Trova nell'elenco qui sotto ogni riga in cui compare la parola "background" e ricopiala.

========================

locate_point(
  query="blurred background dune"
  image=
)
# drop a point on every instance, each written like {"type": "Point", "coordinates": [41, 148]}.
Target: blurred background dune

========================

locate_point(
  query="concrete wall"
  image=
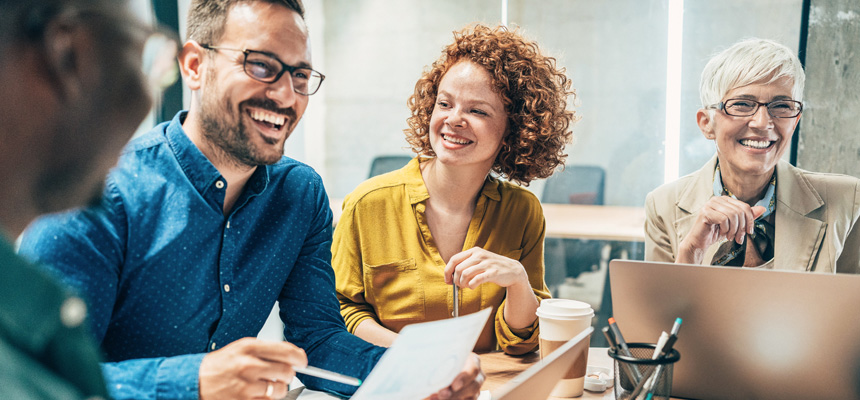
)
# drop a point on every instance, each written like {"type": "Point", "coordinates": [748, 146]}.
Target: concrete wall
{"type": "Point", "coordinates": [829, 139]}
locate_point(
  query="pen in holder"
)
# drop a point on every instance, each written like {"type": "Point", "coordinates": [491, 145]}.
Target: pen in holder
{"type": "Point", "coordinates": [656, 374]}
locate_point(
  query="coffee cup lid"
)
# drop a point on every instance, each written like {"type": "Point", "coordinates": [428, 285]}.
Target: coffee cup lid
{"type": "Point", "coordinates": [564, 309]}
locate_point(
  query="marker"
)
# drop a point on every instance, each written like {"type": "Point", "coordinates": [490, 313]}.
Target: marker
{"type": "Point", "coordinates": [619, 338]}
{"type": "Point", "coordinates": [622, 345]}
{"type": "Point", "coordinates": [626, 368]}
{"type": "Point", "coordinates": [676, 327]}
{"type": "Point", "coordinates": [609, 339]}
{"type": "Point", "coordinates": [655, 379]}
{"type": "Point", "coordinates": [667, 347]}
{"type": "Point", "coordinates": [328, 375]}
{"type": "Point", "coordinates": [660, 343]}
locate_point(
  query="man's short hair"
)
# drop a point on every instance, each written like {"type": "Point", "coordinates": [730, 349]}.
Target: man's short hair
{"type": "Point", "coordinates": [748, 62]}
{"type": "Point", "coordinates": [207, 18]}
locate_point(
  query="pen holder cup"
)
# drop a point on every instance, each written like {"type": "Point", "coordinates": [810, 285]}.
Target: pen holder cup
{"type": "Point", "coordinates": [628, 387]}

========================

• **SOLUZIONE ESERCIZIO**:
  query="blurred background dune"
Target: blurred background dune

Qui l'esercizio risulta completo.